Passage for review:
• • • • •

Topic 9
Sinusoidal encodings versus learned embeddings and relative extensions
Section 3.5 injects deterministic sin/cos features so even fixed encodings extrapolate unseen lengths moderately and broadcast unique phase signatures per dimension.
Math & statistics used here
- Additive PE is vector addition PE(pos) ∈ ℝ^d summed with embeddings—that is plain ℝ^d arithmetic before attention sees X.
- sin/cos pairs create distinct phase signatures across dimensions; Fourier intuition helps—you mix frequencies into coordinates.
- Relative rotation ideas (RoPE later) are complex-number algebra in disguise; sin/cos are real/imag pairs.
- Layer norm after addition rescales combined signal—same stabilisation story as elsewhere in deep nets.
Checklist you can map to code
- Additive encodings hinge on broadcasting across sequence positions with distinct frequency bands.
- Even dimensions use sine, odds use cosine; wavelengths form geometric progression across dimension index.
- Learned embeddings are permissible and often used in GPT-style stacks; trade-offs hinge on extrapolation beyond training lengths.
- Relative positional schemes (later literature) refactor inductive biases but inherit motivation from Fourier-like mixing.
- Layer normalisation interacts with positional scale—initialization keeps combined embeddings within stable numeric bands.

• • • • •

Source material:
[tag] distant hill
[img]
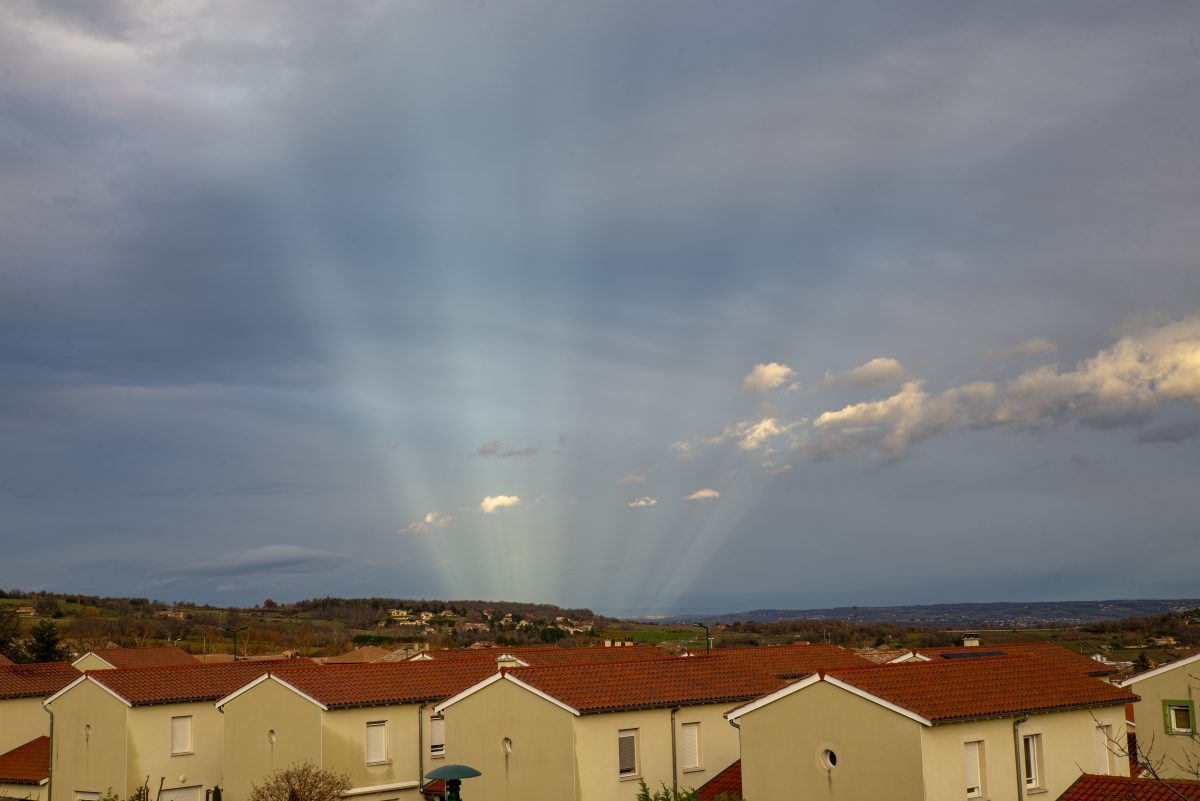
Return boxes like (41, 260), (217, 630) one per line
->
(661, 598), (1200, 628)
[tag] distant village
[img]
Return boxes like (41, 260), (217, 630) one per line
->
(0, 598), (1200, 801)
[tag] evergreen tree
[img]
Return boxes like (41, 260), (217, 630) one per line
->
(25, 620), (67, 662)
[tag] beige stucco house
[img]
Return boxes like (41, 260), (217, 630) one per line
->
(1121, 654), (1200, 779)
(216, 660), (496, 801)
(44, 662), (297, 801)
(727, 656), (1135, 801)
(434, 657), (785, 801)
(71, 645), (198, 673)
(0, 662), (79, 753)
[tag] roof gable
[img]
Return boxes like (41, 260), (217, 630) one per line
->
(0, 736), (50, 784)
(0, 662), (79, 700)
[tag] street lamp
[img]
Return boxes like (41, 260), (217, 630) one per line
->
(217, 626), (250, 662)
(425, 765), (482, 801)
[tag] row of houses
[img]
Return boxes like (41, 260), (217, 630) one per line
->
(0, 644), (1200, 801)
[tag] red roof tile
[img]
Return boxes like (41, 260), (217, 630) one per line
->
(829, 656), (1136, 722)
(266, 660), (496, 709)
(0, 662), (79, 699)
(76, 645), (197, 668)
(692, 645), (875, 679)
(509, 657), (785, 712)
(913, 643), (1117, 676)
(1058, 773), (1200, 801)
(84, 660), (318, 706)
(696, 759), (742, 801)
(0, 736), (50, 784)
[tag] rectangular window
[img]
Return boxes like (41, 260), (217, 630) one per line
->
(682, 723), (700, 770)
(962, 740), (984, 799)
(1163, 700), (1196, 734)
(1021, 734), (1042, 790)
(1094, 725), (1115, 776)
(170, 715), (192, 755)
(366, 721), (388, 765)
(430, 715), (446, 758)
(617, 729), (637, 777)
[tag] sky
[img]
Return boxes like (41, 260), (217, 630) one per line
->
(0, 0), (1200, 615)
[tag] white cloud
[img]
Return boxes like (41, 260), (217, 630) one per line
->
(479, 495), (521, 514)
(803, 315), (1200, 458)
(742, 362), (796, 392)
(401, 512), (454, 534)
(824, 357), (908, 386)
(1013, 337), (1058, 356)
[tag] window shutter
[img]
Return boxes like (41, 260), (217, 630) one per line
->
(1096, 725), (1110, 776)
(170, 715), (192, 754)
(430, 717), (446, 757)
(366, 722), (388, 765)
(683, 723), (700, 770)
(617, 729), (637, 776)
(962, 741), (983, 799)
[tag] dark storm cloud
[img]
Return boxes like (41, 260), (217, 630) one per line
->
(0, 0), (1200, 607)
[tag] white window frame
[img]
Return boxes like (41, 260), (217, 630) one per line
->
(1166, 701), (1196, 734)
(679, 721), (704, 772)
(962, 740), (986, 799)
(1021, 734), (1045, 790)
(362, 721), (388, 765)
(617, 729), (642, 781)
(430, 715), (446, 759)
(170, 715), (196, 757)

• • • • •

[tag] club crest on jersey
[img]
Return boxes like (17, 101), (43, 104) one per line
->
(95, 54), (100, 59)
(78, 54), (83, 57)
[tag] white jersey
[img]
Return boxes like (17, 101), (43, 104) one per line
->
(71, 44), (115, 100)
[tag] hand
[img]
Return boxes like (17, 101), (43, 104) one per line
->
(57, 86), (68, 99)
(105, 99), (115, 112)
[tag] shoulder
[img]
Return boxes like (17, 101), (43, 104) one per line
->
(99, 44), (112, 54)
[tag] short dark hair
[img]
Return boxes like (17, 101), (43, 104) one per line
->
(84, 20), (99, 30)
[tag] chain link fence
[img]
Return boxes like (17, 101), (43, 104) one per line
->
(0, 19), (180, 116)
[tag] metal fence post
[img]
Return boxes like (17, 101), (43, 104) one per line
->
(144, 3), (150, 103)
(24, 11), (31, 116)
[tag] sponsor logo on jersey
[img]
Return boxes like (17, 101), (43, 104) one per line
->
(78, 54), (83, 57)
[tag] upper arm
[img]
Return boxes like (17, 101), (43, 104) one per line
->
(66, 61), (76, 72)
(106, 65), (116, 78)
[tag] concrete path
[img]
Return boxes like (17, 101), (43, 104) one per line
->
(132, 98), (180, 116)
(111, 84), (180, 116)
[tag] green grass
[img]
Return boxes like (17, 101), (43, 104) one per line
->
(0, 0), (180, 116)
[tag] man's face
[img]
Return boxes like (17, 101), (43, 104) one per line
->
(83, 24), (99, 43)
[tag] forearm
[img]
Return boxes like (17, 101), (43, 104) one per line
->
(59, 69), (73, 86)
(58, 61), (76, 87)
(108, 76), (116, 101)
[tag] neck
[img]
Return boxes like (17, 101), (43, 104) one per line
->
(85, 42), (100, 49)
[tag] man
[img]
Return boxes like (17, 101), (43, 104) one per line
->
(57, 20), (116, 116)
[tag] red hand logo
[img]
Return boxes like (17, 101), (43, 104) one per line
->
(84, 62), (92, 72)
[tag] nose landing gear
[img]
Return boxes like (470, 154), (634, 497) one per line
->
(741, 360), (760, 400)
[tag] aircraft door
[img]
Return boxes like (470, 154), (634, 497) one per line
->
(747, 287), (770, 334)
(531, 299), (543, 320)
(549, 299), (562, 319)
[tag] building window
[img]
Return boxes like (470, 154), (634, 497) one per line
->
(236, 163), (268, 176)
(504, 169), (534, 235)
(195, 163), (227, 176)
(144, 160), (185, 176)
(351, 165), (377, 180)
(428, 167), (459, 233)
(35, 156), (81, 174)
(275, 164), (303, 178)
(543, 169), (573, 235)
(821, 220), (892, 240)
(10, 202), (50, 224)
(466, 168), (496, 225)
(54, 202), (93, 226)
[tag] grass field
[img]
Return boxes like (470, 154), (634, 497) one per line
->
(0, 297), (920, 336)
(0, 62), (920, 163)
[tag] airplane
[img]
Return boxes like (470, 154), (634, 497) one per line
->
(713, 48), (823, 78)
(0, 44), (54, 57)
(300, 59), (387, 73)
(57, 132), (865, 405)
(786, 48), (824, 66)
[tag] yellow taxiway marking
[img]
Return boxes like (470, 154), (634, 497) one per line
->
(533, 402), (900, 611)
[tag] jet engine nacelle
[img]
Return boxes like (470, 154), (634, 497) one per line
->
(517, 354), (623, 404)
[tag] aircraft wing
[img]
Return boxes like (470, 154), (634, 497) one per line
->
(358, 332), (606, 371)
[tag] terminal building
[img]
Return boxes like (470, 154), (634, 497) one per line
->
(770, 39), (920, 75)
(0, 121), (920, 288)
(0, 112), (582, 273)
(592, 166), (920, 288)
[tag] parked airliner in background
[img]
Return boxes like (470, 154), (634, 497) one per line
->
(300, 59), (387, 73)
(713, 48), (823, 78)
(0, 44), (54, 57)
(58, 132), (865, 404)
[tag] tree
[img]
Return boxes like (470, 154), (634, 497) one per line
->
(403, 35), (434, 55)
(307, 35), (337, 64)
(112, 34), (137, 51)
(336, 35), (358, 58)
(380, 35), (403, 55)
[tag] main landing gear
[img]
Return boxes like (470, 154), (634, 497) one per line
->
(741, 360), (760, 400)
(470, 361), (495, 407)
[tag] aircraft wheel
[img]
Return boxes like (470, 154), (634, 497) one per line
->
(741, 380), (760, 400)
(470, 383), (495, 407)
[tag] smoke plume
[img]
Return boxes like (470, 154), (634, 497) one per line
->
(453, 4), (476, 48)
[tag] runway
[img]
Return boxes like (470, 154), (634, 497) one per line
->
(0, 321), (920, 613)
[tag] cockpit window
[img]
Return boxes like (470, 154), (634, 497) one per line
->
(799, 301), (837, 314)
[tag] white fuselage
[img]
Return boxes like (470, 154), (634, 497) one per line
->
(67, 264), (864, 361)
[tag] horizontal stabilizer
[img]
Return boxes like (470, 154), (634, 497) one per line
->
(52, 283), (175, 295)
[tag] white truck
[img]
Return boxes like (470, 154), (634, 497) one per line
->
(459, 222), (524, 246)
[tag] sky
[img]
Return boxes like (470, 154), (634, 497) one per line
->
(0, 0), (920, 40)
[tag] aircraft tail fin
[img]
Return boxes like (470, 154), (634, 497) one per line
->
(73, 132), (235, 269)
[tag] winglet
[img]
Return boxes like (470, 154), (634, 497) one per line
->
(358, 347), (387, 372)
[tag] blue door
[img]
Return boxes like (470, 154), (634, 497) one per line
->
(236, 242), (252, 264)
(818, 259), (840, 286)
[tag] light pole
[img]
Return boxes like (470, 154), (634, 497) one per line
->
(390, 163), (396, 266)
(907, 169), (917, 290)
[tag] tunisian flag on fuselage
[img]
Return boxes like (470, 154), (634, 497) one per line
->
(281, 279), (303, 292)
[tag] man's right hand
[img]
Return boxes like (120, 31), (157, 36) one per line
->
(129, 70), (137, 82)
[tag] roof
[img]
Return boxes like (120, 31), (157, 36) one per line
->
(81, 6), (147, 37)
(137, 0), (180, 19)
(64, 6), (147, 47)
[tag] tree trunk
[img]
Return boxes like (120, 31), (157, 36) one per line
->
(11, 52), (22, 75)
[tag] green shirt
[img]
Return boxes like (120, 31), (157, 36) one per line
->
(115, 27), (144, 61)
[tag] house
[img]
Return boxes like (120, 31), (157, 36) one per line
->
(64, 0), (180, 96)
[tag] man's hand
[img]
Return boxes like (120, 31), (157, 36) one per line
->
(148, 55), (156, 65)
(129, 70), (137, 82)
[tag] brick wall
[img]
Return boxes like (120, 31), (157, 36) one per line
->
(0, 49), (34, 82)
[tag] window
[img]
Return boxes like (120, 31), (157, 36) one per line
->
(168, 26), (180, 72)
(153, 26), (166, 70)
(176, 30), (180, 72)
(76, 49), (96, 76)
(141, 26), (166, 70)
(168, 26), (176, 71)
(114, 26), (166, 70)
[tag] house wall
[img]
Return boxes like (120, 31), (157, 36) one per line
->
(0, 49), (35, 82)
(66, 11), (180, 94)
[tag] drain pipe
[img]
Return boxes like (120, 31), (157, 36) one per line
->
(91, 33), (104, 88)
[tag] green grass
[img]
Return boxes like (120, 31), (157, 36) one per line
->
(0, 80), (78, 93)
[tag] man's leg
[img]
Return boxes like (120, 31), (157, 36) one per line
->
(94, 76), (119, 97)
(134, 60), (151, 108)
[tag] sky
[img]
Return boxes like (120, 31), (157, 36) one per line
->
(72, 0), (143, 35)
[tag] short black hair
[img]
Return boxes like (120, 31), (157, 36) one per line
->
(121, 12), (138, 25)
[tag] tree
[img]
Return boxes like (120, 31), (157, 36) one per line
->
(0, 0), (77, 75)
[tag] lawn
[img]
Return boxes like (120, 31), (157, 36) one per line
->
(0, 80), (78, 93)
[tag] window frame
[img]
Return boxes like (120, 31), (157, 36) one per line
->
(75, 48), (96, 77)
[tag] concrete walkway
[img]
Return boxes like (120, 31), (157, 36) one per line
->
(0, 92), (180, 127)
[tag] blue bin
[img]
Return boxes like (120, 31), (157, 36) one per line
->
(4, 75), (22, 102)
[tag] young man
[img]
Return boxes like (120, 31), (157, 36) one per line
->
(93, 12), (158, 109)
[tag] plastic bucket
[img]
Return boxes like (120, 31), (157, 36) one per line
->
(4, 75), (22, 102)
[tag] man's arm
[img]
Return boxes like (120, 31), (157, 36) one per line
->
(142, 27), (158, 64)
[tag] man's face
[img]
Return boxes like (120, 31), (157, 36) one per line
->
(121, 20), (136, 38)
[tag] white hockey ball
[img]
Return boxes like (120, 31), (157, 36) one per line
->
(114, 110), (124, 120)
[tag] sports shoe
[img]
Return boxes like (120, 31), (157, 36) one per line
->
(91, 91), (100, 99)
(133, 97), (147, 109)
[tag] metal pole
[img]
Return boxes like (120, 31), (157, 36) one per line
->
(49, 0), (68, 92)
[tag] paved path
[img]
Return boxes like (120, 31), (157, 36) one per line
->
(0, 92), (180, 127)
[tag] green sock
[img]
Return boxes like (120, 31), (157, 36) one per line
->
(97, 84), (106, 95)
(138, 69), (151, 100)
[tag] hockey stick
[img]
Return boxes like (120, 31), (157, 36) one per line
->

• • • • •

Activity list:
- a) According to the passage on sinusoidal positional encodings, which function is used for the odd dimensions?
- b) Continue the passage on sinusoidal positional encodings from its final line.

Outputs by task:
- a) Cosine.

- b)
Without positional info, swapping tokens yields identical transformer outputs excluding dropout noise—fatal for NLP. Adding vectors p_i to embeddings x_i embeds temporal coordinates into the embedding space before attention—which remains permutation-equivariant except for injected p offsets.
Sinusoidal design rationale: deterministic functions with smooth frequency spectrum let models learn attention patterns sensitive to displacement because linear transformations of sine arguments produce phase shifts resembling relative offsets—later Rotary (RoPE) and ALiBi formalise sharper relative guarantees.
Implementation detail: sinusoids use engineering constants (10,000 exponent base) clipping frequencies; sloppy copies from blogs often mishandle dimensional pairing—match the parity split exactly or debugging becomes agonising.
Learnable positional embeddings treat positions as categorical ids analogous to tokens; phenomenal when training distribution covers target lengths poorly but brittle when inference extends far beyond—the paper chose sinusoidal partially to soften longer sequence degradation on WMT-ish lengths.
Downstream coder tip: positional dropout or jitter occasionally regularises positional overfitting akin to augmentation—rare but documented in wav2vec-style hybrids.
When you revisit Section 6 training setup, positional encoding dropout is subtly tied to augmentation philosophy—preventing brittle reliance on singular frequency channels.